## The request:
Put the entries, from the first line through the line containing "M 453 178 L", into a numbered list, leaving out blank lines.
--- BEGIN Dataset records ---
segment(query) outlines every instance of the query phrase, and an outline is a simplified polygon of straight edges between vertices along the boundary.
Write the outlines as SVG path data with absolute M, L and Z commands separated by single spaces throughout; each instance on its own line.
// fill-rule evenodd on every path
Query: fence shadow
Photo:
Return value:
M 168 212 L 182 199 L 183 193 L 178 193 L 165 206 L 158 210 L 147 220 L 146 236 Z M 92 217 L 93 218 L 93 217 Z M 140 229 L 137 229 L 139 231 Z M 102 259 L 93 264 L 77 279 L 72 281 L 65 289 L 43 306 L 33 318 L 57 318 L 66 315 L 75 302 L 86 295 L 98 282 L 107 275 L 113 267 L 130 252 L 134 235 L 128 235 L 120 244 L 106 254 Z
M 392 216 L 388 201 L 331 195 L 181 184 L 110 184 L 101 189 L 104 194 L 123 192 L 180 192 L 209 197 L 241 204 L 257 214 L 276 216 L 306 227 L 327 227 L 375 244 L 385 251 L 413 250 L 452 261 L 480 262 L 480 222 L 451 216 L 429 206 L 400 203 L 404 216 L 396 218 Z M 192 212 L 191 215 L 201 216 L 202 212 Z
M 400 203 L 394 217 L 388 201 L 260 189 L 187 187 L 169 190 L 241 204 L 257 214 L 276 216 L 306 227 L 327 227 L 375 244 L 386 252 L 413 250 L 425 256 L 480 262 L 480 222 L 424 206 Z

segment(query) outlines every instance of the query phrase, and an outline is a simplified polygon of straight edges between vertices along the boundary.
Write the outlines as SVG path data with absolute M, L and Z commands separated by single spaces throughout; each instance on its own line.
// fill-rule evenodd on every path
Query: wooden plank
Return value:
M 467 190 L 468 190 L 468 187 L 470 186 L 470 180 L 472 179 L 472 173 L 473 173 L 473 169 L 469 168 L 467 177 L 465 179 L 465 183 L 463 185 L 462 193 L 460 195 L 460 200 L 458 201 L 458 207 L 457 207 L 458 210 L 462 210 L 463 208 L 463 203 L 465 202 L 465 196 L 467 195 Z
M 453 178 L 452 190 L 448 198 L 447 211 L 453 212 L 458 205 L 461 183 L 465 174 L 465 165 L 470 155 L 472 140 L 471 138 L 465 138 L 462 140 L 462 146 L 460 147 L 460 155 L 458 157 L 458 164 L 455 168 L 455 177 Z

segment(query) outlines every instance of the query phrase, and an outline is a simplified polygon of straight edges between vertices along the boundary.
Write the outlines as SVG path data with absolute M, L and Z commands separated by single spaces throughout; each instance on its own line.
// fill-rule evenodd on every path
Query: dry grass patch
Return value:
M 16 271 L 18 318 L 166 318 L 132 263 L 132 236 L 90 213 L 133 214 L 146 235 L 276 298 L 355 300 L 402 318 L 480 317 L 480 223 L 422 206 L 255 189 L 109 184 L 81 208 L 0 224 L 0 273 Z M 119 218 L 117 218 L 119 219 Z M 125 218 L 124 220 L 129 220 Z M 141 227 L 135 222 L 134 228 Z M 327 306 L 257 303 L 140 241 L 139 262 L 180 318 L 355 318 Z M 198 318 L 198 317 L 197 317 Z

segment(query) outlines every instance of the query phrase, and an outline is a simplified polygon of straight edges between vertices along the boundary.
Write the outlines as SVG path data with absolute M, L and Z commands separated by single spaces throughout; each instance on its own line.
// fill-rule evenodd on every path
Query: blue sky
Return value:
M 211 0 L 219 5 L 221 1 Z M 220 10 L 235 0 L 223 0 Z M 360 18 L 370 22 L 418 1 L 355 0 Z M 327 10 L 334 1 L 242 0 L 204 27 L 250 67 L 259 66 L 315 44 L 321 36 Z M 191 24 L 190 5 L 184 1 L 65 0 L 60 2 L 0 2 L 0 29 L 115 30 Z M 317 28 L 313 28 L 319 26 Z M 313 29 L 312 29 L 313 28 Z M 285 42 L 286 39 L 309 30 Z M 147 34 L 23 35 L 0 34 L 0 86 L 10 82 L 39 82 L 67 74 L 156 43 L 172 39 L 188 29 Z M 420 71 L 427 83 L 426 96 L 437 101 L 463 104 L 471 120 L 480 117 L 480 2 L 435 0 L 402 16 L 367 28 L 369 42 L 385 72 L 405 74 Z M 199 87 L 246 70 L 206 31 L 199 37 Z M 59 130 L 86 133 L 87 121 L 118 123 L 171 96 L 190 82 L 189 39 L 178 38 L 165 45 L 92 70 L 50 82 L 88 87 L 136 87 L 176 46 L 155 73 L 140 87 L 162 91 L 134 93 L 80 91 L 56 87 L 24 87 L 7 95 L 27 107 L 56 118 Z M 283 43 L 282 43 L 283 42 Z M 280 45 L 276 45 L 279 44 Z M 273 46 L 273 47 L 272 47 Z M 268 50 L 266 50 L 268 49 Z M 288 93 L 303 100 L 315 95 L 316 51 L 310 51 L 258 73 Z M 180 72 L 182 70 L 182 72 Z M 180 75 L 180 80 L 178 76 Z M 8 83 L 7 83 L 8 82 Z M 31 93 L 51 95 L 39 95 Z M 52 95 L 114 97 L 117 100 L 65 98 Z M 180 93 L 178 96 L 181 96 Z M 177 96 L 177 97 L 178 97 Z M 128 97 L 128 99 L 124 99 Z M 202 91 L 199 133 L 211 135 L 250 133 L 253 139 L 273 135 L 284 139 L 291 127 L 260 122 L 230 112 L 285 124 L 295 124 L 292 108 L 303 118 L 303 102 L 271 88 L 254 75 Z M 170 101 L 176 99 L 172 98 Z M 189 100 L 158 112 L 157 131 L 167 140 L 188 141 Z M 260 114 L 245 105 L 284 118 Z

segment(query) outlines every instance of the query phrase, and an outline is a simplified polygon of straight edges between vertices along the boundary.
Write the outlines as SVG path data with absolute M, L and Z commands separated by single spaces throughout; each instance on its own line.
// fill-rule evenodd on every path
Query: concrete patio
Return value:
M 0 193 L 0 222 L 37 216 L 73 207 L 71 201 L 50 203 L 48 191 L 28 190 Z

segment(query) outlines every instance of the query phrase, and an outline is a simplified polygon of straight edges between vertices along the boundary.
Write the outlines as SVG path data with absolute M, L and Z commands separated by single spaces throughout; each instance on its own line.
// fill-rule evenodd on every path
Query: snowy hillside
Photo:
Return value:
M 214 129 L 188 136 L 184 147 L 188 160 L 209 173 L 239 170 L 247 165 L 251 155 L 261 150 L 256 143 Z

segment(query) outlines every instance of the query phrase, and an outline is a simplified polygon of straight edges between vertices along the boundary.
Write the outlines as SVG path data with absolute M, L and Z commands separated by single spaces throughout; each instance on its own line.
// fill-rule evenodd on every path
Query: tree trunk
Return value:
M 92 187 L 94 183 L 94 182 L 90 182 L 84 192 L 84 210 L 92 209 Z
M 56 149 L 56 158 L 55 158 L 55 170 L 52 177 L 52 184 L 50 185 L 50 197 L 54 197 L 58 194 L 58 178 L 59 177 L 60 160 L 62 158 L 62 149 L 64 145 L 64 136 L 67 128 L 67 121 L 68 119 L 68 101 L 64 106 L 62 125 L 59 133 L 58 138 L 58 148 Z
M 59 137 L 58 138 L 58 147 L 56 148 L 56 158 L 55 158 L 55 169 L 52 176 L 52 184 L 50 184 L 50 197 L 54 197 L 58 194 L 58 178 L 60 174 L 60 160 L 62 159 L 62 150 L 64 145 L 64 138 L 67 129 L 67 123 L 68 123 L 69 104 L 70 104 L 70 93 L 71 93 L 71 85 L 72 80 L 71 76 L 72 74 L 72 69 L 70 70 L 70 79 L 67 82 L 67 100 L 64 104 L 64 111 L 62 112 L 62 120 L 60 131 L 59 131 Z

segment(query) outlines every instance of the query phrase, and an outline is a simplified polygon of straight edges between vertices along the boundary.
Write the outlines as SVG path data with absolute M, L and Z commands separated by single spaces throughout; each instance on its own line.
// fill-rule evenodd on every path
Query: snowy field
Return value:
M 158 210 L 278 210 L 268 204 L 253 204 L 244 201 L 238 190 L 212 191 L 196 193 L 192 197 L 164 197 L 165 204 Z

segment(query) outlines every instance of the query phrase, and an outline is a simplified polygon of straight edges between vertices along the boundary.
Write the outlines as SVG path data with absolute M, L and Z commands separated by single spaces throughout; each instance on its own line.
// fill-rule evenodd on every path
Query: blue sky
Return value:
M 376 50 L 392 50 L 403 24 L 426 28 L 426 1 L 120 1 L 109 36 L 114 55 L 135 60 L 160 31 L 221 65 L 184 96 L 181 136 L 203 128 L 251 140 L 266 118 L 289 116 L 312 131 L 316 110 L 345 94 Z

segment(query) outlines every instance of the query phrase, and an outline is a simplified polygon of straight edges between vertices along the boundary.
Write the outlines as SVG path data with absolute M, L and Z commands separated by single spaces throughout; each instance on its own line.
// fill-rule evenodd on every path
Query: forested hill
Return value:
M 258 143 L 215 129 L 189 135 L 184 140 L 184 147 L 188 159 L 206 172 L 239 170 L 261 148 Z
--- END Dataset records ---
## Exercise solution:
1. segment(query) outlines every instance of the query phrase, and an outline is a simplified polygon of straight edges between vertices along the boundary.
2. Write the outlines as SVG path data with absolute M, L and Z commands separated by single spaces throughout; each instance on its own line.
3. // fill-rule evenodd on every path
4. Query: fence shadow
5. Photo:
6. Return value:
7. M 168 212 L 182 199 L 183 193 L 178 193 L 165 206 L 158 210 L 147 220 L 146 236 Z M 92 217 L 93 218 L 93 217 Z M 140 229 L 137 229 L 139 231 Z M 102 259 L 93 264 L 77 279 L 72 281 L 65 289 L 43 306 L 33 318 L 57 318 L 66 315 L 75 302 L 86 295 L 98 282 L 107 275 L 113 267 L 130 252 L 134 235 L 128 235 L 120 244 L 106 254 Z
8. M 392 216 L 388 201 L 331 195 L 181 184 L 110 184 L 101 189 L 104 194 L 123 192 L 180 192 L 209 197 L 241 204 L 257 214 L 276 216 L 306 227 L 327 227 L 375 244 L 385 251 L 413 250 L 452 261 L 480 262 L 480 222 L 451 216 L 429 206 L 400 203 L 404 216 L 396 218 Z M 192 212 L 191 215 L 201 216 L 202 212 Z
9. M 400 203 L 394 217 L 388 201 L 260 189 L 187 187 L 169 190 L 241 204 L 257 214 L 276 216 L 306 227 L 327 227 L 375 244 L 386 252 L 413 250 L 425 256 L 480 262 L 480 222 L 424 206 Z
10. segment(query) outlines every instance of the query phrase, and an outline is a simplified polygon of straight edges between vertices along the boundary.
11. Write the outlines as SVG path data with absolute M, L and Z commands separated by single spaces throughout; each instance on its own line.
12. // fill-rule evenodd on every path
13. Query: wooden plank
14. Return value:
15. M 467 190 L 468 190 L 468 187 L 470 186 L 470 180 L 472 179 L 472 173 L 473 173 L 473 169 L 469 168 L 467 177 L 465 179 L 465 183 L 463 185 L 462 193 L 460 195 L 460 200 L 458 201 L 458 207 L 457 207 L 458 210 L 462 210 L 463 208 L 463 203 L 465 202 L 465 196 L 467 195 Z
16. M 453 178 L 452 190 L 448 198 L 447 211 L 453 212 L 458 205 L 461 183 L 465 174 L 465 165 L 470 155 L 472 140 L 471 138 L 465 138 L 462 140 L 462 146 L 460 147 L 460 155 L 458 157 L 458 164 L 455 168 L 455 177 Z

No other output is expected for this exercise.